• Requirement:
Find each line in the items below that contains the word "tower" with matching case, and copy every such line in full.

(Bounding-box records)
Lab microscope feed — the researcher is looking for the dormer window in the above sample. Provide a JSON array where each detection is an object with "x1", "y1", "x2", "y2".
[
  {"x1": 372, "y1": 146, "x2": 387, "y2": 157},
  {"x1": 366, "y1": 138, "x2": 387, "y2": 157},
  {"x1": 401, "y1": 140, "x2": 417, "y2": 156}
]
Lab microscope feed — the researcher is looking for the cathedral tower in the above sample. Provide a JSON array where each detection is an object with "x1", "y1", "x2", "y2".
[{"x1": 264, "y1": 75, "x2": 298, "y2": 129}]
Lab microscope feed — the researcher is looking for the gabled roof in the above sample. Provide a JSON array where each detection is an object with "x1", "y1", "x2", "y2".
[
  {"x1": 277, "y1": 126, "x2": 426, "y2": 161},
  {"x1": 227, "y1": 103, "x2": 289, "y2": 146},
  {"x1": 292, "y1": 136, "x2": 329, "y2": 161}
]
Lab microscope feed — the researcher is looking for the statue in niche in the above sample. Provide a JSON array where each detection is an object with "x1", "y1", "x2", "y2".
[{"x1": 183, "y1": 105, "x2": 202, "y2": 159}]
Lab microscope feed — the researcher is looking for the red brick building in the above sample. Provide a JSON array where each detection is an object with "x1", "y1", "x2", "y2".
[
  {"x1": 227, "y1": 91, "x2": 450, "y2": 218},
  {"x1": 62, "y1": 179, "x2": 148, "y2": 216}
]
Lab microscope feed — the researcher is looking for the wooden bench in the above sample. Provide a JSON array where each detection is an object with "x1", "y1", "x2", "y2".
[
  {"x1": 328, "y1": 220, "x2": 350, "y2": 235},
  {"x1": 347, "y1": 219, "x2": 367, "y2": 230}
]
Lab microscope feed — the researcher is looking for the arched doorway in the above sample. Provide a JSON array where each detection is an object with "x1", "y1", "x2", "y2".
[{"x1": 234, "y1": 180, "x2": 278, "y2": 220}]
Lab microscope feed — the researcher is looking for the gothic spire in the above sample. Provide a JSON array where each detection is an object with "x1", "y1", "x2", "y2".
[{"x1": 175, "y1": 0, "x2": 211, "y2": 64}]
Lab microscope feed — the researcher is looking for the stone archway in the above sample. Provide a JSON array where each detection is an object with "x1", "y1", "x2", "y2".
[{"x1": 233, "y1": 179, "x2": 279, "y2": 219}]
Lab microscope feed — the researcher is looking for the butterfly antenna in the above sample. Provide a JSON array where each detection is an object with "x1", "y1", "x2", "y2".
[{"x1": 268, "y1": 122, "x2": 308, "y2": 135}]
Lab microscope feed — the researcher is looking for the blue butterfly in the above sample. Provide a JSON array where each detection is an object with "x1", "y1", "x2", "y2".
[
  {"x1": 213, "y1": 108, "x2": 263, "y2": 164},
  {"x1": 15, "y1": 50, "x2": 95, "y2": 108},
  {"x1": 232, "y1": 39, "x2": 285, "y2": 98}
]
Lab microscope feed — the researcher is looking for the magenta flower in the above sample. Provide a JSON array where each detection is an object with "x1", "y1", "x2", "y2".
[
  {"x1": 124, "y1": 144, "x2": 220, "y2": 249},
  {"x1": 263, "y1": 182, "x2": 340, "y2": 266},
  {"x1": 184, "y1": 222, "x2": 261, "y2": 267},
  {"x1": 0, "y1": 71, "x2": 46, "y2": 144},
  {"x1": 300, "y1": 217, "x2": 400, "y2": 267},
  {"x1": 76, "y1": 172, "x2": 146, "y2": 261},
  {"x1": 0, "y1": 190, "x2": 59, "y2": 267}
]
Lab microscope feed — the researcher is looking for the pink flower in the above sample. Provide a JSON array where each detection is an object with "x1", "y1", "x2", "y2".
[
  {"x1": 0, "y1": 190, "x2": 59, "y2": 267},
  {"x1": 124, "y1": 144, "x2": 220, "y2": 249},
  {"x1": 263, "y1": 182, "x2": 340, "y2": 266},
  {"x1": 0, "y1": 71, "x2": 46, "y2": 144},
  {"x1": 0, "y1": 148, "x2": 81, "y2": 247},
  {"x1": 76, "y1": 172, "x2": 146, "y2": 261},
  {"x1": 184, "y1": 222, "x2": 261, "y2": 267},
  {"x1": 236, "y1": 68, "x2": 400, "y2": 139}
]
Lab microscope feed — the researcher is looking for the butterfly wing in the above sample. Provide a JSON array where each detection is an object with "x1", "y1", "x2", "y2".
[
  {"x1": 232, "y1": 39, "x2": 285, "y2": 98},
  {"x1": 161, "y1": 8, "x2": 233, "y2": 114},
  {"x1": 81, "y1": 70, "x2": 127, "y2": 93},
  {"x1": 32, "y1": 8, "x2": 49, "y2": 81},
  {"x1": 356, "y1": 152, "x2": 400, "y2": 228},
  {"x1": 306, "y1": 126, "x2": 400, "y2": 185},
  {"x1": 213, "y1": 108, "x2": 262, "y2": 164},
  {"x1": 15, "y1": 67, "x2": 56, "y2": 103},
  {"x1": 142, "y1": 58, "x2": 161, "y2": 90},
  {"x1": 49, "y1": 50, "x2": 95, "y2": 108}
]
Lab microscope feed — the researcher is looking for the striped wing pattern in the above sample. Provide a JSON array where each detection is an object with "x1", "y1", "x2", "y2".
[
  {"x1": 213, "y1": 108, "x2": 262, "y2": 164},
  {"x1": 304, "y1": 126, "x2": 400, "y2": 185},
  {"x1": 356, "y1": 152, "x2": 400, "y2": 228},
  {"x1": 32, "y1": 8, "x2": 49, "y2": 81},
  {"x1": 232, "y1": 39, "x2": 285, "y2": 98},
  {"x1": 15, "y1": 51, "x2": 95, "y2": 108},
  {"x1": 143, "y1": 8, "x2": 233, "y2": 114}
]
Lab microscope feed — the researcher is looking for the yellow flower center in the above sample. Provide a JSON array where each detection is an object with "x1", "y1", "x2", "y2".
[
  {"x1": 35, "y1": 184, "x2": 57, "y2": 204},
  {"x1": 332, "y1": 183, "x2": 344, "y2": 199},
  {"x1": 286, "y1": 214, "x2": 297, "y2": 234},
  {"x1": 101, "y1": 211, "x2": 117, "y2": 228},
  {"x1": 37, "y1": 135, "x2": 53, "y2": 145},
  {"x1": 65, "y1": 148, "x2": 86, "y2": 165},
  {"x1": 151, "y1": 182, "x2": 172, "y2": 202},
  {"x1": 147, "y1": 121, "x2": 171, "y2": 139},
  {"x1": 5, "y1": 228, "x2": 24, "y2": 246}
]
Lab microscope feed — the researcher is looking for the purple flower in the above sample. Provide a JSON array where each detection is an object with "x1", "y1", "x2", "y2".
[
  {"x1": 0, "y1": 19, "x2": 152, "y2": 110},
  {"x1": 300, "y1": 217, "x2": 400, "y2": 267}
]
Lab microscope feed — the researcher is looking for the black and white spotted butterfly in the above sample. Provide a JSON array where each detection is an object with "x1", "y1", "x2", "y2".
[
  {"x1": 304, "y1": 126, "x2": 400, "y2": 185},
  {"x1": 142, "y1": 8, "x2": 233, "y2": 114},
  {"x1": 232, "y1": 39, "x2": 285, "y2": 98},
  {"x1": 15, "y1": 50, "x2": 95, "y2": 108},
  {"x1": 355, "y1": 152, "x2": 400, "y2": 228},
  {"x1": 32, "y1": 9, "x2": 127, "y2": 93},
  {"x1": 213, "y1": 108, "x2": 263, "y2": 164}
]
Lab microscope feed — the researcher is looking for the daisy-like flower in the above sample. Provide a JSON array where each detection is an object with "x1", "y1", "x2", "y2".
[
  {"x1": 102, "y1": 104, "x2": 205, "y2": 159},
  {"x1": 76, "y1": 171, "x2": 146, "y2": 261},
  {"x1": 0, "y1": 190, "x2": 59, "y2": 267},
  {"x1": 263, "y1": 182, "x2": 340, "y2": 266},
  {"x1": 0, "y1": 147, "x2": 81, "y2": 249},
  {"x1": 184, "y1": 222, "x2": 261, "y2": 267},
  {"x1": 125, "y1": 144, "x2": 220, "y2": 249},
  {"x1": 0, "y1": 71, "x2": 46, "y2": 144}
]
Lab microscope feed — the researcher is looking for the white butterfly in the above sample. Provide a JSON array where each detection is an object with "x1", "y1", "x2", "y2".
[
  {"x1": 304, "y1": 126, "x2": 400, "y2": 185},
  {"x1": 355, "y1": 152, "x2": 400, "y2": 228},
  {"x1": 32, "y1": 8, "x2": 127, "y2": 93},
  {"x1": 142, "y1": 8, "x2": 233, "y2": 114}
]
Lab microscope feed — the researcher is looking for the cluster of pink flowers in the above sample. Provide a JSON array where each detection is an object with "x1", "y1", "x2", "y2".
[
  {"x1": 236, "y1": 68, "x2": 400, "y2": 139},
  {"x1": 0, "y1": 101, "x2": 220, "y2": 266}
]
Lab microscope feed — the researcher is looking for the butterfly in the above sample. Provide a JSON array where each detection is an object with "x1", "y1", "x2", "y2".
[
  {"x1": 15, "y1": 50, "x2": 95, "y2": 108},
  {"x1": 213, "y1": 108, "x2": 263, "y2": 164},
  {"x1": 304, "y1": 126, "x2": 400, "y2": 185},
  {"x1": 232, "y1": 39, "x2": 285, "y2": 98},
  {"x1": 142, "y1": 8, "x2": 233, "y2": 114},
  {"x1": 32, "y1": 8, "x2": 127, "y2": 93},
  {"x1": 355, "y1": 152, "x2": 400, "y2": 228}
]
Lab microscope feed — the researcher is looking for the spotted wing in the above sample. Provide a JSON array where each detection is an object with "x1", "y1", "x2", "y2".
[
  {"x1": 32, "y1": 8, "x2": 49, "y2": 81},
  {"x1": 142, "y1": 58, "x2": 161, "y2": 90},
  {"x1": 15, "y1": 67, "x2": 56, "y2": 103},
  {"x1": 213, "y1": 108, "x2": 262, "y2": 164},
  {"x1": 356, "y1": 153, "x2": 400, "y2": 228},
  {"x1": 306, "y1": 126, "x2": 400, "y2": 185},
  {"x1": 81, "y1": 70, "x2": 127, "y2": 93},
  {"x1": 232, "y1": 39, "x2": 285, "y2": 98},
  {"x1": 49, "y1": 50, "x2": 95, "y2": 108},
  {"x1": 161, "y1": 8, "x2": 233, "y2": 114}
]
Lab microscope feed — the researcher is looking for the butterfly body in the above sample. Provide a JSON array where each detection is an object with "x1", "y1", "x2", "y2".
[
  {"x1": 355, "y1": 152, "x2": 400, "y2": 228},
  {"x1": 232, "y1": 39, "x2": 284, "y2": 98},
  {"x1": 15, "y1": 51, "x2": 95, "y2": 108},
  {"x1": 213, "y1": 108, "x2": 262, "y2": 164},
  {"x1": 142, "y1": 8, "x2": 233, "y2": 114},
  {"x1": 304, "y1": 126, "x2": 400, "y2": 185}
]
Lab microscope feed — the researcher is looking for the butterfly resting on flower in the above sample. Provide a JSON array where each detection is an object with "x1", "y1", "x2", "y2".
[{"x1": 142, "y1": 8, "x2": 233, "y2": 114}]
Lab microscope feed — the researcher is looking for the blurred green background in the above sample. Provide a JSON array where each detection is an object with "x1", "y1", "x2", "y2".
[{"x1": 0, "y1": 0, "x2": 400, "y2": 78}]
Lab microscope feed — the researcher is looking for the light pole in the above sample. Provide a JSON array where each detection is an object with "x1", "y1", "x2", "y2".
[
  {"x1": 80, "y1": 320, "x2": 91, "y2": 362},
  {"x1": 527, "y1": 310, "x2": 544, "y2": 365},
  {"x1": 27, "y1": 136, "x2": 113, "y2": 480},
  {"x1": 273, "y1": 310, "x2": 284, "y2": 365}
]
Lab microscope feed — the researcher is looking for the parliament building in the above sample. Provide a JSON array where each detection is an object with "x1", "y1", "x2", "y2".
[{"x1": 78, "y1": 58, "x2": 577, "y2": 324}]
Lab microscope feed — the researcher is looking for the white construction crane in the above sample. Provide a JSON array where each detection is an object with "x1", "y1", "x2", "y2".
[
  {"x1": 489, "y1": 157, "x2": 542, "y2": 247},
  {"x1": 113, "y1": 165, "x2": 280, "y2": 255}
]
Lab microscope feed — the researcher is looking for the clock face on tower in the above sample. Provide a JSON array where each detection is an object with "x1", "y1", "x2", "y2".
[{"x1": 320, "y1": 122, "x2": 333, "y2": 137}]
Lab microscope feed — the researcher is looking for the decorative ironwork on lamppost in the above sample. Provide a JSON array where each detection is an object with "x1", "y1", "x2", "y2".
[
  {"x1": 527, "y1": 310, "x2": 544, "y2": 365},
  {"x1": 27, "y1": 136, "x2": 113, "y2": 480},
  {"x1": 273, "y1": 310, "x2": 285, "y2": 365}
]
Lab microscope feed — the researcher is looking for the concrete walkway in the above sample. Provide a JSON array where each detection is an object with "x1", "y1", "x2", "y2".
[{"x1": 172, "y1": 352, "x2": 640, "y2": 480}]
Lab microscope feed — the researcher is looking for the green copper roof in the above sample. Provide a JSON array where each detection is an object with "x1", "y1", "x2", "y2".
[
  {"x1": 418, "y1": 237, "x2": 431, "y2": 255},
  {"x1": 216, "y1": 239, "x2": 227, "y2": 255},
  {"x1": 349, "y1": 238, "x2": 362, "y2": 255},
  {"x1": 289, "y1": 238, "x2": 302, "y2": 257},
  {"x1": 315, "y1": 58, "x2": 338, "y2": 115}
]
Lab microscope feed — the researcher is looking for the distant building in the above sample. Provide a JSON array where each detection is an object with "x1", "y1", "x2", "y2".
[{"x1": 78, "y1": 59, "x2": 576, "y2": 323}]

• Result of this exercise:
Lab microscope feed — the researcher is looking for the cathedral tower in the above sample. Provide a JSON array where each detection is an object with "x1", "y1", "x2", "y2".
Lab microscope feed — the researcher is looking for the clock face on tower in the above sample. Provide a JSON array where each detection is an object with "x1", "y1", "x2", "y2".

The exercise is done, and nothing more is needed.